INSTRUCTIONS FOR THE TASK
Which of the lines in the records below hold the string "wing"? Copy every one of them.

TASK INPUTS
========
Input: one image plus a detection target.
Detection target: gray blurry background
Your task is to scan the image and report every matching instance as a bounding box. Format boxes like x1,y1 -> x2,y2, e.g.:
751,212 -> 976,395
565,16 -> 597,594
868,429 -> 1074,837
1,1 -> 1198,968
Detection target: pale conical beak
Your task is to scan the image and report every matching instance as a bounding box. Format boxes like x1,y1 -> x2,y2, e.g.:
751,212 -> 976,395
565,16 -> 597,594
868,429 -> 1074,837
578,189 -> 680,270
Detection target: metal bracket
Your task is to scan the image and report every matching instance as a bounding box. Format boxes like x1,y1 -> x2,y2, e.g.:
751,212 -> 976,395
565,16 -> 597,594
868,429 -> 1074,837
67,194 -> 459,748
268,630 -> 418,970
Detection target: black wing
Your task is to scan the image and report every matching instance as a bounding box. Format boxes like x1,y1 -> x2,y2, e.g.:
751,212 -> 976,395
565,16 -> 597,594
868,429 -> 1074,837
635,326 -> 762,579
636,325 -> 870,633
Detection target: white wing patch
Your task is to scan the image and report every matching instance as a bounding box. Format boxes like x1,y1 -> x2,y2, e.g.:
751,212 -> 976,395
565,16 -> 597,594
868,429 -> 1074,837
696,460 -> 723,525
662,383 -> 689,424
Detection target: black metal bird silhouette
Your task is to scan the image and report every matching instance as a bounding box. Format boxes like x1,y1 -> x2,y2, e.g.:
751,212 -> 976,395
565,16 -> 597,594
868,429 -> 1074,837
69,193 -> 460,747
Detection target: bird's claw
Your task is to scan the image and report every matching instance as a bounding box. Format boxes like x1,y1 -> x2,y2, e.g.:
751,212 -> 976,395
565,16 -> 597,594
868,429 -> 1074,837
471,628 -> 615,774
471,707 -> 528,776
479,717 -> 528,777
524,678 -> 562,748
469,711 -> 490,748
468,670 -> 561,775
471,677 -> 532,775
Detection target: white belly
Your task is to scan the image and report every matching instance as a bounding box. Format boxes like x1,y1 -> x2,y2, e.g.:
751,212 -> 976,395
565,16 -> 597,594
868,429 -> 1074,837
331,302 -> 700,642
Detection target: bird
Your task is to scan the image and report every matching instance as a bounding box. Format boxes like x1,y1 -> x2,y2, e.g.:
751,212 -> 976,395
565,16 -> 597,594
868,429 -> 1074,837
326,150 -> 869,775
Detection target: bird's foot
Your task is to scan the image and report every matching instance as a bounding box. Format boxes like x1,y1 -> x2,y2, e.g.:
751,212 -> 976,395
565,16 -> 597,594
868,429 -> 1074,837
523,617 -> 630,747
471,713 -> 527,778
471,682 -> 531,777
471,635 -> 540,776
========
TASK RESULT
Detection target: black wing
Detection target: white wing patch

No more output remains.